[Saved data entries]
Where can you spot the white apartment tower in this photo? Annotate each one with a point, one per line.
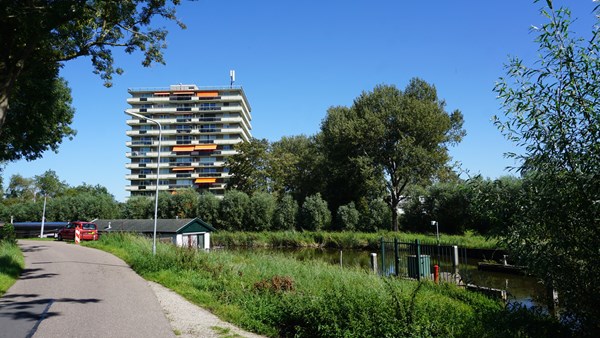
(199, 128)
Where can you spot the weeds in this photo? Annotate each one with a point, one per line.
(282, 297)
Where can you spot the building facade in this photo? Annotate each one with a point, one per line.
(200, 126)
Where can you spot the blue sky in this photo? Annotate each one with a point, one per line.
(296, 59)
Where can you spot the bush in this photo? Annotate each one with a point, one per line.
(347, 217)
(286, 213)
(232, 210)
(207, 208)
(260, 212)
(7, 234)
(314, 214)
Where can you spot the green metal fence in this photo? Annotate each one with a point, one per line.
(418, 260)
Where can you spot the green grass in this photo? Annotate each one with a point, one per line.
(282, 297)
(11, 265)
(342, 240)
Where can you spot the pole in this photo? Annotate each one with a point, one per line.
(157, 171)
(43, 217)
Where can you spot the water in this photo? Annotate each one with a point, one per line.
(521, 289)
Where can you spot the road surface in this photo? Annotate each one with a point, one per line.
(71, 291)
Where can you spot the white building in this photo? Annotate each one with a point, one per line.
(199, 128)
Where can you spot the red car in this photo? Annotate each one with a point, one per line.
(88, 231)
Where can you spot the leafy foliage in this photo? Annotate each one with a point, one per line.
(261, 211)
(233, 210)
(286, 213)
(314, 214)
(552, 110)
(401, 137)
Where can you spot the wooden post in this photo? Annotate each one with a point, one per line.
(374, 262)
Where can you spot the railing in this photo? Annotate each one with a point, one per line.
(420, 261)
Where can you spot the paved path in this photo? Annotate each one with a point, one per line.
(72, 291)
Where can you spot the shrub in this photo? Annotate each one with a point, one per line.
(347, 217)
(260, 212)
(286, 213)
(314, 214)
(7, 234)
(232, 210)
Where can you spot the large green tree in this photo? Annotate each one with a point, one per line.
(249, 166)
(552, 109)
(399, 136)
(37, 35)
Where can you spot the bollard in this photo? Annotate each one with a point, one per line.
(77, 235)
(455, 259)
(374, 262)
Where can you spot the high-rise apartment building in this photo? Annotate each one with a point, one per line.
(199, 128)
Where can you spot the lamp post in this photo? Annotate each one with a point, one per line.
(157, 171)
(43, 217)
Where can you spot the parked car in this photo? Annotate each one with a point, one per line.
(88, 231)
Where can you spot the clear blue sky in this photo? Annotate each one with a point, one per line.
(296, 59)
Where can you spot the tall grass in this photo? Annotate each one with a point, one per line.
(281, 297)
(11, 265)
(341, 240)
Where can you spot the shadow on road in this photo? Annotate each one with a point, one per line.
(33, 248)
(18, 308)
(31, 274)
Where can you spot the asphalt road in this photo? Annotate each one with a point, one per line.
(72, 291)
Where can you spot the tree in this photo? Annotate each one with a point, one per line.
(401, 137)
(314, 214)
(184, 203)
(138, 207)
(48, 184)
(208, 208)
(39, 115)
(20, 188)
(286, 213)
(347, 217)
(552, 111)
(233, 210)
(296, 166)
(249, 166)
(260, 211)
(38, 35)
(338, 142)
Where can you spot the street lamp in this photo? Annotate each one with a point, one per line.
(157, 171)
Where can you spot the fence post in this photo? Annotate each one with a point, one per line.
(374, 262)
(396, 257)
(382, 257)
(455, 261)
(418, 244)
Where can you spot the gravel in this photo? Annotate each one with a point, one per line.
(191, 321)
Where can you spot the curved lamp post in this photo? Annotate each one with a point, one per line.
(157, 171)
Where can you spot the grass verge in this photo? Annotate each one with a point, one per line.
(341, 240)
(281, 297)
(11, 265)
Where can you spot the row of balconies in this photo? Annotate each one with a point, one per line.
(179, 98)
(164, 187)
(217, 131)
(133, 177)
(166, 143)
(138, 154)
(165, 165)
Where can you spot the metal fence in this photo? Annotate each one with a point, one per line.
(421, 260)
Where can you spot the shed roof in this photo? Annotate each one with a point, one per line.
(176, 226)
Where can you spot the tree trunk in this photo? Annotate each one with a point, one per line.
(3, 108)
(394, 218)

> EXERCISE DESCRIPTION
Give back each entry exactly as it appears, with no pictures.

> RESPONSE
Where can you spot the white apartment tower in this photo? Annotate each one with a point, one per line.
(199, 128)
Where can you spot the weeds in this photo? Annotate each one with a point, one per line.
(282, 297)
Where can you spot the building facade in this photo? Annotate each one with a point, one per line.
(200, 126)
Where can you spot the blue sky in this photo? Annotate each one with a point, one per line.
(296, 59)
Where can you spot the bush in this photo? Annotate each one with a point, one per line.
(347, 217)
(286, 213)
(232, 210)
(207, 208)
(260, 212)
(7, 234)
(314, 214)
Where can you spot the green metal fence in this photo? Annotate each one with a point, one per line.
(418, 260)
Where can you spot the green grass in this photo? Annotate each one with a point, one per line.
(282, 297)
(11, 265)
(342, 240)
Where can you spot the pole in this photo? Annotate each one with a point, one per line.
(157, 171)
(43, 217)
Where can you spot the water in this photo? Annotate each one with a point, one per line.
(521, 289)
Where can you spot the road surface in this photo? Annotate each one with a point, one per line.
(71, 291)
Where can you spot the white building in this photo? Annotate each one with a point, one per line.
(199, 128)
Where can you spot the red car in this photo? Annotate each one with a point, one per line.
(88, 231)
Where can you spot the leafy foliage in this photo? Annotate each one with a point, one per line.
(261, 211)
(233, 210)
(286, 213)
(314, 214)
(552, 110)
(401, 137)
Where can you spot the wooden post in this photo? Annotate each one with a point, one per line.
(374, 262)
Where can you spot the railing in this photo? Annotate each one with a point, one per line.
(420, 261)
Where can you spot the paved path in this photo? Annotate each one with a point, one per line.
(72, 291)
Where can you spot the shrub in this photo? Annotate each one with a point, one per line.
(347, 217)
(260, 212)
(286, 213)
(314, 214)
(7, 234)
(232, 210)
Where can you spot the large green tree in this photo? Annotate each one with a point, one per line.
(249, 166)
(552, 109)
(399, 136)
(37, 35)
Where can you spot the bollard in this photo? Annotate each one with a point, one per line.
(77, 235)
(455, 259)
(374, 262)
Where can you spot the high-rise apartment building in this photo? Annotate each one with a point, one per line.
(199, 128)
Where can you spot the lamp post in this photo? Annotate each one with a point, one per line.
(157, 171)
(43, 217)
Where can you spot the parked car in this photo? Annotate each one with a point, one per line.
(88, 231)
Where can you spot the clear blue sky in this photo? Annotate each one with a point, one per line.
(296, 59)
Where can you spot the tall grass in this photo? Annotate each one with a point, one per line.
(281, 297)
(11, 265)
(341, 240)
Where can you spot the shadow on road in this photo? Annotate each one with a point, one per line.
(33, 248)
(18, 308)
(31, 274)
Where can you spot the asphalt road in this photo? Annotate each one with a point, one per line.
(72, 291)
Where can you spot the tree in this photo? Annotate each one with a point, one per line.
(401, 137)
(314, 214)
(184, 203)
(138, 207)
(48, 184)
(208, 208)
(39, 115)
(20, 188)
(286, 213)
(347, 217)
(552, 111)
(233, 210)
(296, 166)
(249, 166)
(260, 211)
(38, 35)
(338, 142)
Where can you spot the street lamp in this photo? Annotate each one with a point, one per line.
(157, 171)
Where can you spot the fence post in this photo? Annotate each one with a point, one per line.
(374, 262)
(396, 257)
(382, 257)
(455, 261)
(418, 244)
Where can you spot the gravel in this photo? Annotate each one with a point, one per line.
(191, 321)
Where can you spot the curved lamp post in this photo? Annotate each one with a point, one per line.
(157, 171)
Where can you spot the grass verge in this photo? Annotate each one with a point, one per line.
(341, 240)
(281, 297)
(11, 265)
Where can you spot the row of balconies in this photo? Annotate each one with a point, one per line.
(179, 98)
(164, 187)
(217, 131)
(133, 177)
(166, 143)
(138, 154)
(165, 165)
Where can you spot the metal fence in this photo? Annotate each one with a point, one per line.
(421, 260)
Where can you spot the shed roof in this photo? Annotate each one with a point, one per line.
(176, 226)
Where can you spot the tree trunk in this photo? Annotate each one with a point, one per line.
(3, 108)
(394, 218)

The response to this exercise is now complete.